(Image location labeling entries)
....
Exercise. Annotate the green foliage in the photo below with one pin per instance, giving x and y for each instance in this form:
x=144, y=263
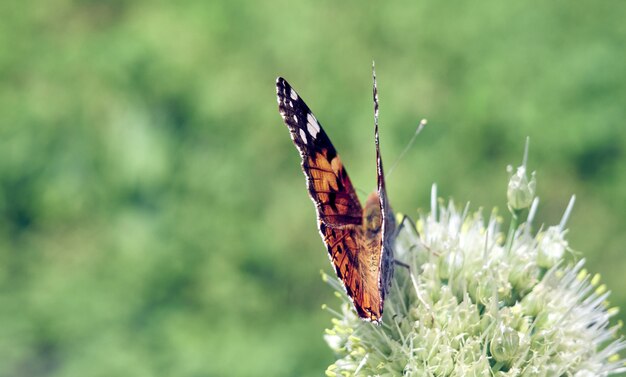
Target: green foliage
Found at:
x=153, y=219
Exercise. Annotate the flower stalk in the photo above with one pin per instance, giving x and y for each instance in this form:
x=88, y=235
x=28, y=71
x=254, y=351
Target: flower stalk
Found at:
x=476, y=303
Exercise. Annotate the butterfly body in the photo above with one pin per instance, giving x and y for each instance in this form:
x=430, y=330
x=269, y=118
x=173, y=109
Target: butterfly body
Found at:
x=358, y=239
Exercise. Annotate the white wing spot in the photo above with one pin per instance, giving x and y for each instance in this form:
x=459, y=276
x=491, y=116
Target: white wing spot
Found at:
x=312, y=125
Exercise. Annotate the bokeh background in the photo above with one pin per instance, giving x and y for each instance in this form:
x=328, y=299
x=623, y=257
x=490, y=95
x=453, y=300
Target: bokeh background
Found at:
x=153, y=217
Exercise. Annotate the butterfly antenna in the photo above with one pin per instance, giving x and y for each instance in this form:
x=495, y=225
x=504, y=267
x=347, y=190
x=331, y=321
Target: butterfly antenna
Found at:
x=379, y=164
x=419, y=129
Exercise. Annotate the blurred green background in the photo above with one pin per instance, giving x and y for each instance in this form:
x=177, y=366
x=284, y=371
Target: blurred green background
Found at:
x=153, y=217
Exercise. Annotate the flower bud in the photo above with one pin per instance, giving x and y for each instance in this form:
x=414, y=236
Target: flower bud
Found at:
x=521, y=191
x=552, y=246
x=505, y=344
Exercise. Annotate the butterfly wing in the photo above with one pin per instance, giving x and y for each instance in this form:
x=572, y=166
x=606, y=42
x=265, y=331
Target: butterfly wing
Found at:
x=388, y=227
x=339, y=212
x=327, y=180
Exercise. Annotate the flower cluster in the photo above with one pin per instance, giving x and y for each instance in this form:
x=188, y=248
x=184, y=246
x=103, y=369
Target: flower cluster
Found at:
x=477, y=302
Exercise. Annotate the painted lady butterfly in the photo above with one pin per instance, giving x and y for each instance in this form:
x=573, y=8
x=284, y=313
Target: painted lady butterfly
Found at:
x=359, y=241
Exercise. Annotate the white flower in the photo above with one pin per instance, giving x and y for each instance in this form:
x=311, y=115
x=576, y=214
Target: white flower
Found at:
x=521, y=191
x=475, y=303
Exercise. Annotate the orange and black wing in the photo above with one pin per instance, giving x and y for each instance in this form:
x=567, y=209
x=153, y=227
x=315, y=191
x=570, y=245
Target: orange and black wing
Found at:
x=388, y=227
x=327, y=180
x=338, y=209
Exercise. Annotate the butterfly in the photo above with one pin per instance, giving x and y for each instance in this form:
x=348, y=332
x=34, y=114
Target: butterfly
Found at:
x=359, y=240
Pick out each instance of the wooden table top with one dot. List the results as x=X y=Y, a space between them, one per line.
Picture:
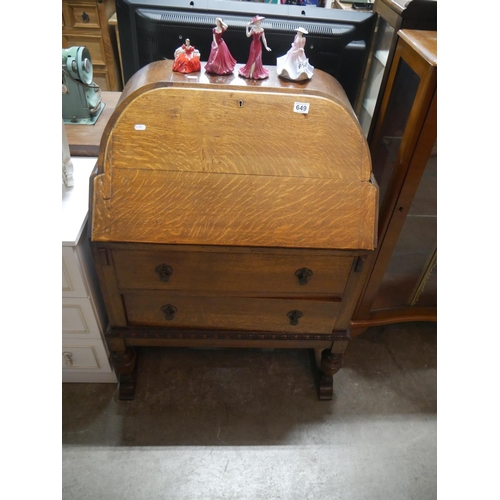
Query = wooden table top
x=84 y=140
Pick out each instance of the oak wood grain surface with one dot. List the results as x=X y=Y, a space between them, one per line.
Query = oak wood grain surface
x=230 y=313
x=206 y=272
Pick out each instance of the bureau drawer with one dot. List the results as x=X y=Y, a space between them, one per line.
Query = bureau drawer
x=231 y=313
x=93 y=42
x=231 y=272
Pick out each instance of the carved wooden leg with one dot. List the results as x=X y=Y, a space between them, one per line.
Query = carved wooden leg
x=330 y=365
x=124 y=363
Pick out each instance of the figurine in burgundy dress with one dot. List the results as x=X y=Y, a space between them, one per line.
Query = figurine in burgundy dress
x=187 y=58
x=254 y=69
x=220 y=61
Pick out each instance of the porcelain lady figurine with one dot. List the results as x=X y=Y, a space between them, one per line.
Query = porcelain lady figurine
x=220 y=61
x=187 y=58
x=253 y=68
x=294 y=65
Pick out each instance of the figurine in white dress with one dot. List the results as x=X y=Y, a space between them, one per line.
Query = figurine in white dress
x=294 y=65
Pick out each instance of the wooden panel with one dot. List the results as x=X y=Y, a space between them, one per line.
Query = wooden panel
x=241 y=210
x=234 y=134
x=101 y=78
x=81 y=15
x=230 y=313
x=94 y=44
x=240 y=273
x=86 y=142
....
What to work on: Can you quote exactly, and only, the lines from the one containing "Exercise. Annotate the butterfly in" through the last line of the records above, keeping both ends and leaving out any pictures?

Answer to this problem:
Exercise. Annotate the butterfly in the photo above with one pin per instance, giving x and y for each instance in this form:
x=348, y=332
x=34, y=114
Target: butterfly
Found at:
x=359, y=240
Pick out each instance of the wooden table top with one dot. List the results as x=X y=Y, a space between them, one per line.
Picture:
Query = wooden table top
x=84 y=140
Pick out each instance of the oak wood grain surface with one dot. List the results as x=X y=Y, a space between them, one per line.
Query = oak wood grain surface
x=230 y=313
x=206 y=272
Pick out each instance of the bureau drawer with one dot. List the results as x=X y=Y, a space between them, one per line.
Query = bureau drawer
x=231 y=313
x=93 y=42
x=231 y=272
Pick out each instance of the carved wooden leg with one dot. List the results as x=X y=Y, a space between them, one per line.
Query = carved wooden leg
x=330 y=365
x=124 y=363
Pick out each instance of the figurine in burgundy dress with one dot. List the results as x=X y=Y, a space between them, one per line.
Query = figurine in burgundy dress
x=187 y=58
x=254 y=69
x=220 y=61
Pick out each instance of the porcelain lady figurine with one dot. List the results as x=X y=Y, a space between them, one per line.
Query = porcelain lady figurine
x=220 y=61
x=187 y=58
x=253 y=68
x=294 y=65
Pick out each instance of the figurine in white dress with one dot. List the results as x=X y=Y, a space between them, one per line.
Query = figurine in white dress
x=294 y=65
Pick out each instance of the wooden panel with one dot. List the results as x=X y=Y, a space between them, one per line.
Query = wooden panel
x=241 y=210
x=234 y=134
x=101 y=78
x=81 y=15
x=230 y=313
x=94 y=44
x=240 y=273
x=86 y=142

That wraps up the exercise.